Questions to answer.
1. Echo the webinar announcement word for word, starting at "The MIDAS Webinar" and ending at "1:00pm Eastern (USA)".
2. In the webinar announcement, which approach showed the best performance in identifying real-time public opinions of COVID-19?
3. Pick up the webinar announcement after its final sentence and keep writing it.

The MIDAS Webinar Series features research by MIDAS members, and is open to the public.
Date: Friday, July 29th, 2022
Time: 12:00pm – 1:00pm Eastern (USA)
Topic: Characterizing Public Opinions Towards COVID-19 for Infoveillance
Speaker: Dr. Shi Chen, University of North Carolina Charlotte
Abstract: Infosurveillance/infoveillance substantially complements our current case-based, genomic, and serosurveillance systems for health emergencies such as the current COVID-19 pandemic. Large volumes of social media data provide almost instantaneous and accurate depiction of public discourse of COVID-19, especially public perceptions of the risk of the pandemic, sentiments towards various interventions (e.g., non-pharmaceutical interventions NPIs and vaccinations), and other intermingled societal issues. These insights are critical to infer potential behavioral changes during the pandemic and predict the epidemic dynamics. In this study, we demonstrate several different approaches in analyzing unstructured textual data and characterizing dynamic public opinions during the course of COVID-19, including regular expression (regex), latent Dirichlet allocation (LDA), and data-driven deep learning based bidirectional encoder representation transformers (BERT). We comprehensively sample COVID-19 related discussions on Twitter since early 2020. We show that BERT has the best performance in identifying real-time public opinions of various aspects of COVID-19. This study highlighted the importance of effective infosurveillance from large social media data during health emergencies for public health decision makers.

Data section.
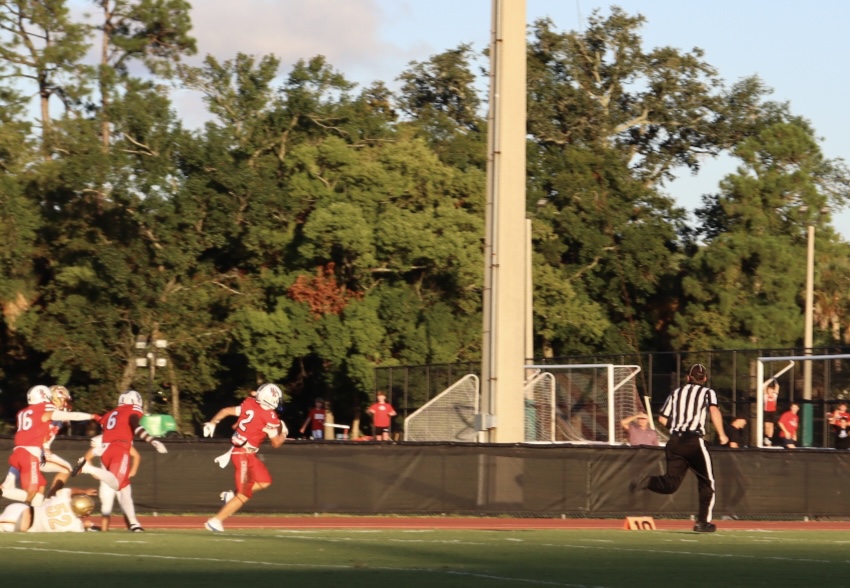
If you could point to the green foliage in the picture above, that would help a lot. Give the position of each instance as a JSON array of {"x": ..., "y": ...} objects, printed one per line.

Answers below.
1.
The MIDAS Webinar Series features research by MIDAS members, and is open to the public.
Date: Friday, July 29th, 2022
Time: 12:00pm – 1:00pm Eastern (USA)

2. BERT (bidirectional encoder representation transformers)

3.
Bio: Dr. Shi Chen’s research interest include how individual, spatial, and temporal heterogeneity determine both environmentally-transmitted and directly-transmitted pathogen transmission dynamics. He also explores how the interaction among these sources of heterogeneity influence the pathogen transmission; multiple transmission pathways (e.g. airborne, waterborne, direct contact-based), and how environmental factors (e.g., temperature, photoperiod, etc) influence insect life history, population dynamics, and vector-borne disease dynamics.